(Excerpts from location labeling data)
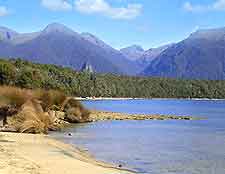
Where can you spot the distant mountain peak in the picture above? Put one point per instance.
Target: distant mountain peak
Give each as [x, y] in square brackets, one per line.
[133, 52]
[217, 33]
[87, 67]
[57, 27]
[7, 34]
[96, 41]
[135, 47]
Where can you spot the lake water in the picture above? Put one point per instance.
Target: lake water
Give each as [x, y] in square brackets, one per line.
[157, 147]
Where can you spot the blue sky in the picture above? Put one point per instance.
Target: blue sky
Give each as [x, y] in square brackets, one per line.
[149, 23]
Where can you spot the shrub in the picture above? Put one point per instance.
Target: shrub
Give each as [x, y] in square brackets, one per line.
[75, 112]
[14, 96]
[51, 99]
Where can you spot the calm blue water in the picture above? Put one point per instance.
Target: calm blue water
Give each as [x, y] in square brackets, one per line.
[157, 147]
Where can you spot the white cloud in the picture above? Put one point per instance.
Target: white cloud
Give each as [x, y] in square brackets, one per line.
[215, 6]
[104, 8]
[57, 5]
[3, 11]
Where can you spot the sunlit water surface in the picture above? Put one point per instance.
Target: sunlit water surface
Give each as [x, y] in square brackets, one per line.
[157, 147]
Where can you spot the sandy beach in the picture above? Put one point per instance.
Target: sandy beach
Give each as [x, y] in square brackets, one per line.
[39, 154]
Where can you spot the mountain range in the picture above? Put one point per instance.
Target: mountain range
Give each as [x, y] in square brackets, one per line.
[59, 45]
[200, 56]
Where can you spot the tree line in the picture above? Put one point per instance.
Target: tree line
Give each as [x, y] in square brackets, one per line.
[25, 74]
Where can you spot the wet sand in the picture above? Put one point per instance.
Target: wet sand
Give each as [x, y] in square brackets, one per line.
[39, 154]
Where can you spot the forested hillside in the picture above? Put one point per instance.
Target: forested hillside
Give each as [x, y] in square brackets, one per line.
[18, 72]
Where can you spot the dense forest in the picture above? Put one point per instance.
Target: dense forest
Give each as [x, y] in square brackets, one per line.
[17, 72]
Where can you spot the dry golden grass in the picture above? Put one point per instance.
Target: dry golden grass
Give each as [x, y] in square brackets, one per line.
[33, 107]
[31, 119]
[75, 112]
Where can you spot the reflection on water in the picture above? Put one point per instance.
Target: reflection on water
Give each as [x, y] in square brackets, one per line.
[157, 147]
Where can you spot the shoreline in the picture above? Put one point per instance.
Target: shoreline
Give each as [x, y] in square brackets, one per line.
[41, 154]
[117, 99]
[97, 115]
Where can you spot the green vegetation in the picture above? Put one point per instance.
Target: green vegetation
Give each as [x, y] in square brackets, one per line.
[17, 72]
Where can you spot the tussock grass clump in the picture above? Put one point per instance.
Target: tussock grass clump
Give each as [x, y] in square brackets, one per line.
[13, 96]
[32, 119]
[34, 111]
[50, 100]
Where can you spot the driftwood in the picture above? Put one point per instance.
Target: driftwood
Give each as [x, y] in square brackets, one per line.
[6, 111]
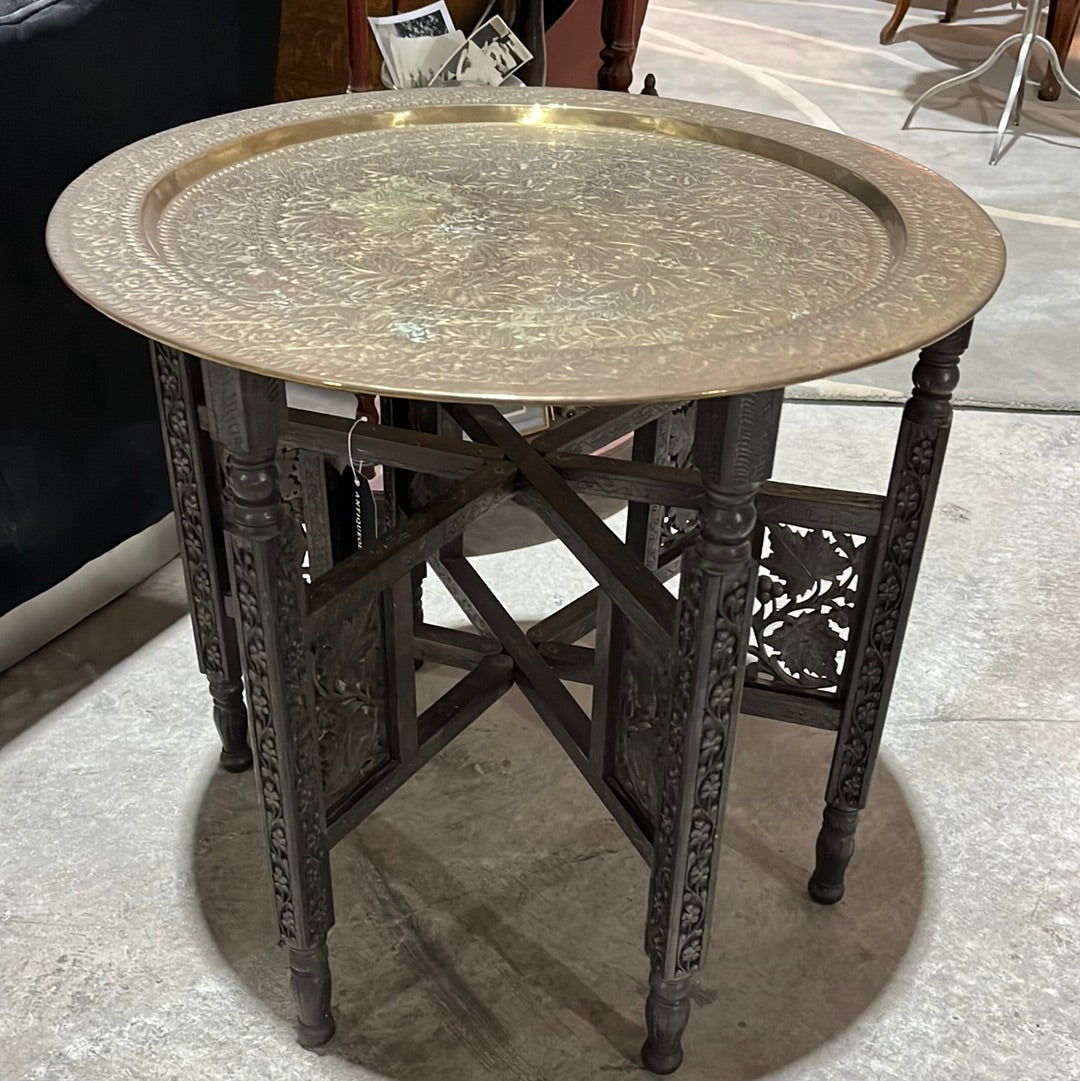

### What you should do
Copy out the entries above line for line, with nothing changed. Leave out the pictures.

### Solution to this problem
Where can you spot the distant mountain peak in the picture above? Put one point per instance.
Target: distant mountain peak
Give each as [x, y] in square brackets, one per line.
[133, 52]
[217, 33]
[87, 67]
[57, 27]
[7, 34]
[96, 41]
[135, 47]
Where can you spot the lake water in the picture above? Put one point per instance.
Target: lake water
Give each as [x, y] in square brackets, one per line.
[157, 147]
Where can you spot the blue sky in the picture above? Put one point per instance.
Target: blue sky
Give each as [x, y] in square brackets, one per line.
[149, 23]
Where can you spot the shrub in the picture above? Put one point per instance.
Target: shrub
Give each as [x, y] in square brackets, one per line.
[75, 112]
[14, 96]
[51, 99]
Where can you spot the calm blue water in the picture above? Put one point per instance.
Target: calm blue water
Give each as [x, y] in square brackets, one per line.
[157, 147]
Where can you spot the white cloud in the picture above? Put one point per instance.
Target: white cloud
Give each as [x, y] in square brackets, one per line.
[215, 6]
[104, 8]
[57, 5]
[3, 11]
Where can you spot the sunlit water surface in the picture above? Put one point per instance.
Target: sunlit water surface
Give each as [x, y] in square brackets, one per line.
[157, 147]
Where can you spot the sandy beach in the picture above? Put one point per instance.
Target: sandy beach
Give each as [x, y] in square brackets, one per line.
[39, 154]
Where can you spot the mountain range in the picture above? Put one point per instance.
Target: mountain range
Give each as [x, y] in square brackets, one per line.
[59, 45]
[200, 56]
Where can you spot the tree line in the picture above? Put one point per instance.
Target: tree line
Give each as [x, y] in square brackets, one per line.
[25, 74]
Where can you spot the wet sand in the picture above? Put one point per instance.
Target: wet sand
Give each as [x, y] in square brackets, one per line.
[39, 154]
Where can you spot the forested hillside in the picture above? Put one point per instance.
Target: forested hillside
Give each as [x, y] in square brackets, one per line.
[18, 72]
Where can you spot the dense forest in the picture above? Put one point per instance.
Target: dense forest
Give each as [x, y] in square brackets, one per line.
[17, 72]
Where can you spot the dry golden grass in the picture above? Put one point per instance.
Target: dry golden grass
Give each as [x, y] in square brackets, one per line.
[33, 107]
[31, 119]
[75, 112]
Where can you spot the reflection on water in the picture above? Put one point per instance.
Target: reflection on water
Give each as [x, y] in square brackets, one per line.
[157, 147]
Where can you spot the shoreline in the picture above? Put one point per instance.
Target: shoreline
Give each as [x, y] in square brackets, one per line.
[41, 154]
[117, 99]
[97, 115]
Where can you spot the green vegetation in the picture above? Put one point per instance.
Target: green vegetation
Give each as [x, y] in square brackets, one per line.
[17, 72]
Where can you spot the tussock grass clump in the picture above? Put one point per instance.
Target: tussock grass clump
Give each as [x, y] in square brackets, one per line.
[13, 96]
[32, 119]
[34, 111]
[50, 100]
Where can you spot the driftwood in the picture above? Put one point per instance.
Target: driftwood
Give each as [x, y] in square brackets, one per line.
[6, 111]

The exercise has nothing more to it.